Description of the task ->
Each line from the one holding "Note: for this drill, pin each instance of the bald" through the final line of the data below is to be given again exactly, and no other line is to appear.

Collected data:
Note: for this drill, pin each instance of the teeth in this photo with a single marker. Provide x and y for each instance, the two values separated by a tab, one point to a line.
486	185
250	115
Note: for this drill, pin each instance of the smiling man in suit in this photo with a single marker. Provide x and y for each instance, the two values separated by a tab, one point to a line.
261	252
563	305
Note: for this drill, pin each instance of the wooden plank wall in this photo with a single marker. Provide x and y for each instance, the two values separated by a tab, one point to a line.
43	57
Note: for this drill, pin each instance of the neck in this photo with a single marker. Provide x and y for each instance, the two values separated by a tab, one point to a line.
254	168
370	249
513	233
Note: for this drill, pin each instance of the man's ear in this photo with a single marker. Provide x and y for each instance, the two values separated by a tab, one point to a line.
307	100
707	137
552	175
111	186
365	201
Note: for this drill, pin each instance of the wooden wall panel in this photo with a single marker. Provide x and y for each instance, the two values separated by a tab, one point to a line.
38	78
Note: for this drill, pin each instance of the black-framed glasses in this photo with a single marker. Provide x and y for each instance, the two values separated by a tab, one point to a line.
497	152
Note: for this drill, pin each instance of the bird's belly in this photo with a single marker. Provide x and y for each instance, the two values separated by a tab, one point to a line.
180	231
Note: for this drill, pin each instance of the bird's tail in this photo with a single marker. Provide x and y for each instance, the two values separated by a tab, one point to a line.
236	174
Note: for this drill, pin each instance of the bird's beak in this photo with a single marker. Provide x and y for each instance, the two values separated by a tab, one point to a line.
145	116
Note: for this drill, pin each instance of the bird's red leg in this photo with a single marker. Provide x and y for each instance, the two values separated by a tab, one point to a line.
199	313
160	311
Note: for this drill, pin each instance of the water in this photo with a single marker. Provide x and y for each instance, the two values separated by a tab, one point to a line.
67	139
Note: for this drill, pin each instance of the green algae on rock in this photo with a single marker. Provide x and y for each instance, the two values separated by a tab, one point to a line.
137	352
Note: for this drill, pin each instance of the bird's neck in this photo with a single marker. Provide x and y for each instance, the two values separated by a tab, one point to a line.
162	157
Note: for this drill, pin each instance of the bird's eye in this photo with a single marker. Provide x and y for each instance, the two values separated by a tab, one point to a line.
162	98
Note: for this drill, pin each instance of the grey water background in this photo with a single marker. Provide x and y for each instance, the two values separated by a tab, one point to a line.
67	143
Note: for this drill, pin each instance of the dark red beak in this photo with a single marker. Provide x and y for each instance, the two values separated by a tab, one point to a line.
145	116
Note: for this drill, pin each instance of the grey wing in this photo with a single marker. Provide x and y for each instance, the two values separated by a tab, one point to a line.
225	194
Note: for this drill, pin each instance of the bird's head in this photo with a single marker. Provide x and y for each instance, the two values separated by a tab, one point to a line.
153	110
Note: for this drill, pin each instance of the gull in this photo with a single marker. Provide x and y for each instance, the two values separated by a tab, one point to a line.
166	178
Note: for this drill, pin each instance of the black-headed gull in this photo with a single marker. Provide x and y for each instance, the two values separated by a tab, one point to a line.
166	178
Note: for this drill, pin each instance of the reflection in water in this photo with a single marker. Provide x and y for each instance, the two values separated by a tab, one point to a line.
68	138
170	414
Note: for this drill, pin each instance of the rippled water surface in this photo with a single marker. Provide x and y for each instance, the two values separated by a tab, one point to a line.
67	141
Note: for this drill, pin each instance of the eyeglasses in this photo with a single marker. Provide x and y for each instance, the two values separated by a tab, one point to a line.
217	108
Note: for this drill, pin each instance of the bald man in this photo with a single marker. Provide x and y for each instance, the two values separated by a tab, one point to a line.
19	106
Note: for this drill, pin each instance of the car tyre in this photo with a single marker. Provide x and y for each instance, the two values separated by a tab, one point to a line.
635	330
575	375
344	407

Solution for this task ->
Note: for this drill, pin each instance of the bald man in this photo with a single marker. Provide x and y for each instance, the two values separated by a tab, one point to a line.
19	106
Note: for this drill, pin each instance of the car tyre in this photo with a single marker. Provide x and y for each instance, the two values separated by a tab, one point to a line.
635	330
575	375
344	407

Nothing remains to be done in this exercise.